## YOUR TASK:
Reproduce all of the data below word for word, leaving out the pictures.
>>>
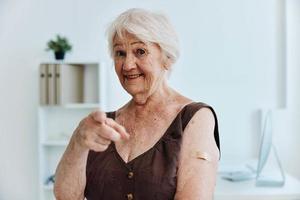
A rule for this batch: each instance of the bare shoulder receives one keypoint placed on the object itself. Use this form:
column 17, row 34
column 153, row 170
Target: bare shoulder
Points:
column 199, row 135
column 203, row 118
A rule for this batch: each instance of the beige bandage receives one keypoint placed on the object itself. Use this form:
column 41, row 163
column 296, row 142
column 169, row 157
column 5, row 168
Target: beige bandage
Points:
column 202, row 156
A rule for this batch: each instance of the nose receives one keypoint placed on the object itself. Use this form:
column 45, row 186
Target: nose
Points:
column 129, row 63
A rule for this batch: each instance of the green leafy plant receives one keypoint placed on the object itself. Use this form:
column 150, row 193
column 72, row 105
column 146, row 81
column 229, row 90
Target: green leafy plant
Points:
column 60, row 44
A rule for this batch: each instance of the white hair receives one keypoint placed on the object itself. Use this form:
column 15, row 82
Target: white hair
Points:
column 148, row 27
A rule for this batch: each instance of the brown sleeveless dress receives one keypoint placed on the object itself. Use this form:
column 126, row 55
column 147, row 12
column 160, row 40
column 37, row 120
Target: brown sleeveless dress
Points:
<<<
## FINISHED TASK:
A rule for this batch: each instance of the bare shoulder receives one keypoint placed on the object itself. Use this form:
column 17, row 34
column 153, row 170
Target: bare shoulder
Points:
column 199, row 135
column 203, row 118
A rule for this batch: each instance of the beige bandage receives one keypoint placed on the object itself. Use this form:
column 41, row 163
column 296, row 142
column 169, row 157
column 5, row 168
Target: beige bandage
Points:
column 202, row 156
A rule for this batch: each instance of the nose receives one keypoint placed on the object itself. Use this form:
column 45, row 186
Target: nose
Points:
column 129, row 63
A rule for this batch: each instance of the green leafy plant receives one keypoint placed on the object itself. Use this form:
column 150, row 193
column 72, row 105
column 146, row 81
column 229, row 90
Target: green leafy plant
Points:
column 60, row 44
A rule for this batch: each instance of the white hair receives one keypoint placed on the object itself. Use this form:
column 15, row 82
Target: white hair
Points:
column 148, row 27
A rule for this batch: each instance of the brown sleeveless dress receives one keypoint placed on the object itself. Use this form:
column 126, row 55
column 147, row 12
column 160, row 40
column 37, row 120
Target: brown sleeveless dress
Points:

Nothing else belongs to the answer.